+++ Document excerpt +++

What are some things you wish you knew or someone told you before moving abroad?
Relocating to a new country is an exhilarating adventure, one that promises personal growth, new experiences, and a fresh start. However, it’s not without its challenges.
For many, once the honeymoon phase is over, and reality sets in, that’s when it gets hard.
I was an accidental expat. I never planned to stay in the US after my film crash course in New York. So I didn’t do any homework or research on what I needed to know before relocating to a new country.
For me the biggest challenge was dealing with loneliness. And with my conversations with many expats, this is what they experience too.
Besides loneliness, here are tips, experiences and insights from some women about relocating to another country:
“Live there as if you’ll never leave, even if you’ll only stay a few months (or: invest in friendships, dive head first into the culture, get into a routine).” – Vivieke (Evi) Plamaar
“I didn’t keep my paperwork up to date in my home country and its just difficult when I go back. So even if you plan to be away for a long time keep your driver’s license etc up to date.” – Natasha Frost
“Remember you are a guest. Never disparage your host.If you are inclined to say things like, “Well back home we don’t do xy or z..” or “xy or z is so much better back home, you should return.

+++ Dataset excerpts +++

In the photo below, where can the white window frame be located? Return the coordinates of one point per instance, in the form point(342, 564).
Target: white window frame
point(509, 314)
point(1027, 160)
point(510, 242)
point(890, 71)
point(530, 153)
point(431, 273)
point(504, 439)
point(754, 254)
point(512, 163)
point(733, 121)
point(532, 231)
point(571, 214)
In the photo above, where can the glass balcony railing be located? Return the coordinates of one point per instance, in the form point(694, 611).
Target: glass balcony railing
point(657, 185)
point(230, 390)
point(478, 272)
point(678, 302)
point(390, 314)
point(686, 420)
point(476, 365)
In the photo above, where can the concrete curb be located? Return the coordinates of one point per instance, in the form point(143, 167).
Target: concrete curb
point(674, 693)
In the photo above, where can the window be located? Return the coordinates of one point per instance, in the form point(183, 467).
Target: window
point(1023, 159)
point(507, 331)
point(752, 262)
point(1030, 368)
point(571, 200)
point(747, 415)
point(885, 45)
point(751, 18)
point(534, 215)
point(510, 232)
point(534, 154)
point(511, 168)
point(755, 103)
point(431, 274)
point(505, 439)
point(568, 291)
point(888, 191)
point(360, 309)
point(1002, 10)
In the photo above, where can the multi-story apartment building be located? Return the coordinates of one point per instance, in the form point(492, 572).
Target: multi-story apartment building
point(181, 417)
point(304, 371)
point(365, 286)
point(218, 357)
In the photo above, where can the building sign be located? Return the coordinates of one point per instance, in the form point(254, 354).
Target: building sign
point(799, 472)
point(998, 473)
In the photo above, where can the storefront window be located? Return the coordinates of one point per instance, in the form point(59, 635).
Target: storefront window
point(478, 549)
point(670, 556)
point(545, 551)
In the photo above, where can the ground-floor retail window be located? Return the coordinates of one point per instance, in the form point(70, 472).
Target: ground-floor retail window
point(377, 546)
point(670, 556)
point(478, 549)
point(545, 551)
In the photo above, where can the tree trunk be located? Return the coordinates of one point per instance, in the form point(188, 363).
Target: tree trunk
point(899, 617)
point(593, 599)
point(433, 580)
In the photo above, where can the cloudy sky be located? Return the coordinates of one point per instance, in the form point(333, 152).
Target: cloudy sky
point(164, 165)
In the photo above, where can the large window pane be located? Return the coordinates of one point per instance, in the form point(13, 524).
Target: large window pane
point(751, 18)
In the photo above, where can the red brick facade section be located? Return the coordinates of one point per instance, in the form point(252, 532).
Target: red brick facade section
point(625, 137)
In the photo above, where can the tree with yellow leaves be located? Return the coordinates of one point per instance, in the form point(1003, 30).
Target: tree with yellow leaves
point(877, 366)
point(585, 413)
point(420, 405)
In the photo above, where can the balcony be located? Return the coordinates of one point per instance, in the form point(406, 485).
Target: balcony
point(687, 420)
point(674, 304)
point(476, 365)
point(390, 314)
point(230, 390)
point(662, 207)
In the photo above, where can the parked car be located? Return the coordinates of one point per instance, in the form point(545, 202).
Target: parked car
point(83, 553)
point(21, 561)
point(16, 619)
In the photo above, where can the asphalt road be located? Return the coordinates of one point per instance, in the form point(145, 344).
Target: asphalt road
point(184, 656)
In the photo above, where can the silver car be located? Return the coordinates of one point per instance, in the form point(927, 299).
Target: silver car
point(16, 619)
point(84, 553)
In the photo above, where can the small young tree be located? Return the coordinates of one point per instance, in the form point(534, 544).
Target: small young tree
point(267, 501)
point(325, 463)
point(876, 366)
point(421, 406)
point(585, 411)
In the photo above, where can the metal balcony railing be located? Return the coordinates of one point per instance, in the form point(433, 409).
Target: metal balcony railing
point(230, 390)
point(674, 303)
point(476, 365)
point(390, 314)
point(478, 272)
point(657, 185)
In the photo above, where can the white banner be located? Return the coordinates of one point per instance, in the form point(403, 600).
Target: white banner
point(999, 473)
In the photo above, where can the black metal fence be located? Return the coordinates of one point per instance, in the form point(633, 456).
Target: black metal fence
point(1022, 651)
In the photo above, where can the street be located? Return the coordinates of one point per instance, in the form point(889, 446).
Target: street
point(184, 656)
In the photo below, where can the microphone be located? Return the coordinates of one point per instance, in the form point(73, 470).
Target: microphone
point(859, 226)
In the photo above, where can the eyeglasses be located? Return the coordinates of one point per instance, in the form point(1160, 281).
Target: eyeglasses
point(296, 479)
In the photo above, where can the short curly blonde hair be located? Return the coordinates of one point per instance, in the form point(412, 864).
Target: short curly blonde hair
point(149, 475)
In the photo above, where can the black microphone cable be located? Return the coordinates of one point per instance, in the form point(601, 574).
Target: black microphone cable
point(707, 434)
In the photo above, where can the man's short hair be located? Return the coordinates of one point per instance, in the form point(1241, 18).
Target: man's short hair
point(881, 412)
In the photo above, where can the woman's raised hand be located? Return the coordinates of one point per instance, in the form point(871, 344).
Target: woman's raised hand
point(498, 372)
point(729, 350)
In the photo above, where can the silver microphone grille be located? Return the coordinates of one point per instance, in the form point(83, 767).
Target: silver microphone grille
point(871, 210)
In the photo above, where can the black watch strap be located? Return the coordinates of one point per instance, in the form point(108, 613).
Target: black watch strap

+++

Set tasks:
• a. Translate this sentence from the piece on moving abroad into Spanish: "For me the biggest challenge was dealing with loneliness."
• b. Reproduce the passage of the piece on moving abroad starting at "What are some" and ending at "a new country.", swapping "adventure" for "undertaking".
The items are irrelevant here.

Answers to the problems:
• a. Para mí, el mayor desafío fue lidiar con la soledad.

• b.
What are some things you wish you knew or someone told you before moving abroad?
Relocating to a new country is an exhilarating undertaking, one that promises personal growth, new experiences, and a fresh start. However, it’s not without its challenges.
For many, once the honeymoon phase is over, and reality sets in, that’s when it gets hard.
I was an accidental expat. I never planned to stay in the US after my film crash course in New York. So I didn’t do any homework or research on what I needed to know before relocating to a new country.